■ **Work instructions**
[1] In the text on biomechanics and implant design, rewrite the paragraph beginning "The basis is the characterization of implant materials" as a bulleted list that keeps its main facts.
[2] Translate this sentence from the text on biomechanics and implant design into Spanish: "In addition, mechanical investigations of biological tissue serve as a basis for biomimetic development approaches and the developed implant designs."

■ **Given text**
--- START ---
Biomechanics and implant design

The research field of biomechanics and implant design covers the development, design and manufacturing of implants. In particular, cardiovascular implants as well as implants for ophthalmology, otolaryngology and other application fields are addressed.

The basis is the characterization of implant materials, in particular polymer materials, whereby static and dynamic mechanical investigations (e.g. dynamic mechanical analyses, fatigue strength investigations and dynamic degradation), thermal analyses (e.g. by means of DSC and TGA) as well as investigations of the microstructure (e.g. scanning electron microscopy, micro-CT, confocal laser scanning microscopy, materialographic section preparations) are part of the range of applied methods. Particulate coating components are characterized using the method of Dynamic Image Analysis (DIA).

In addition, mechanical investigations of biological tissue serve as a basis for biomimetic development approaches and the developed implant designs.
--- END ---
■ **Data for review**
--- START ---
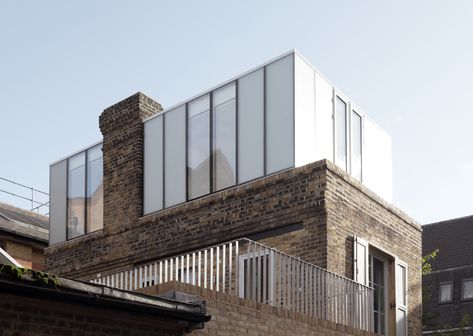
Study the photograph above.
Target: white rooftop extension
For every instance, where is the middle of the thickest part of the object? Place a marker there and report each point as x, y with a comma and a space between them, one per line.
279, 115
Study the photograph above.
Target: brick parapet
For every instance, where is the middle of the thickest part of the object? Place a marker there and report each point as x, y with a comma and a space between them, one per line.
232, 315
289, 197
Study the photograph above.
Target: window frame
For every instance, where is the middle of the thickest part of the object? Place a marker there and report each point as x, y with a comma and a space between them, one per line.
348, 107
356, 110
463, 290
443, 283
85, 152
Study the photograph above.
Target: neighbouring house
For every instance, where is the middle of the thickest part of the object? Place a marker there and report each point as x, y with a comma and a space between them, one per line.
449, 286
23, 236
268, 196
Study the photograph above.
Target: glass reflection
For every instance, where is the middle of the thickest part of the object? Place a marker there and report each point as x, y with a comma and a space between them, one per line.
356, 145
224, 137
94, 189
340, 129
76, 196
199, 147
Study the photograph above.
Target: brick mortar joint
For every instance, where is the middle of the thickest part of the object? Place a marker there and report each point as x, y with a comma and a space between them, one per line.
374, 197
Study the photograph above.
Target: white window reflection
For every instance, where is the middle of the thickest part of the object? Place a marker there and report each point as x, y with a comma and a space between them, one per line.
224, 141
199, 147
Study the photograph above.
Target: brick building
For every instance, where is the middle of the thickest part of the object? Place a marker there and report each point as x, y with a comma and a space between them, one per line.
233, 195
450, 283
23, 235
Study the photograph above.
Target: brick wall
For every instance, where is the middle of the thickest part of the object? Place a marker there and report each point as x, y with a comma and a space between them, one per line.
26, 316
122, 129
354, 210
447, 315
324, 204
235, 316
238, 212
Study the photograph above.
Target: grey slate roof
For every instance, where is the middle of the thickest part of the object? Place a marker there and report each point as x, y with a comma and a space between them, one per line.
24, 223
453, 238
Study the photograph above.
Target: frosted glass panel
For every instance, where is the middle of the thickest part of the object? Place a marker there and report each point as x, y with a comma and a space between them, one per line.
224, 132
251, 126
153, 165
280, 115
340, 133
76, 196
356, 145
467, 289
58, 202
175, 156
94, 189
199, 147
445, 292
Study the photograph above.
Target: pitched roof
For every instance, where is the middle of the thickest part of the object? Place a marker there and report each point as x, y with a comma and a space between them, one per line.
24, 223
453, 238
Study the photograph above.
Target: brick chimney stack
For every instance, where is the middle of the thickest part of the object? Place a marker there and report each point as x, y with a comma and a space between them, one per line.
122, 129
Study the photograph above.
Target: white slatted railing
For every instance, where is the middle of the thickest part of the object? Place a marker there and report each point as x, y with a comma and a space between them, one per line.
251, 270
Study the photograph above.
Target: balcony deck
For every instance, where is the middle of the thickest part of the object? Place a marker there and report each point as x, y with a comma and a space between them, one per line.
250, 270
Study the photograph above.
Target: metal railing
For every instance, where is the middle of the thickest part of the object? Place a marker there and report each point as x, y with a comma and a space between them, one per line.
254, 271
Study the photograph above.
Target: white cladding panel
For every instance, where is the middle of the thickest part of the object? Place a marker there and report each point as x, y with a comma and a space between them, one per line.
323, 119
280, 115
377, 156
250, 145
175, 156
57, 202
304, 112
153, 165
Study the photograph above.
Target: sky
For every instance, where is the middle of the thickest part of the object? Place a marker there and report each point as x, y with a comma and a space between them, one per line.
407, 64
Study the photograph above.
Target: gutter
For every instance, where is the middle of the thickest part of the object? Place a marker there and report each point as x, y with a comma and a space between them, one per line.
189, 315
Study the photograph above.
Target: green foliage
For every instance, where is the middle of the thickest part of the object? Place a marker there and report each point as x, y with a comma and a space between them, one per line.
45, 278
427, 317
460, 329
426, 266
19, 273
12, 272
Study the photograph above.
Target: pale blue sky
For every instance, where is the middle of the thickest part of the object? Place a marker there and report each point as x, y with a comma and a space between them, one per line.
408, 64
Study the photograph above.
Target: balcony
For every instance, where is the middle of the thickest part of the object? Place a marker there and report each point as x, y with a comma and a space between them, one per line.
--- END ---
■ **Solutions to the problems**
[1]
- The basis is the characterization of implant materials, especially polymer materials.
- Static and dynamic mechanical investigations include dynamic mechanical analyses, fatigue strength investigations and dynamic degradation.
- Thermal analyses include DSC and TGA.
- Microstructure investigations include scanning electron microscopy, micro-CT, confocal laser scanning microscopy and materialographic section preparations.
- Particulate coating components are characterized with Dynamic Image Analysis (DIA).

[2] Además, las investigaciones mecánicas del tejido biológico sirven de base para los enfoques de desarrollo biomiméticos y para los diseños de implantes desarrollados.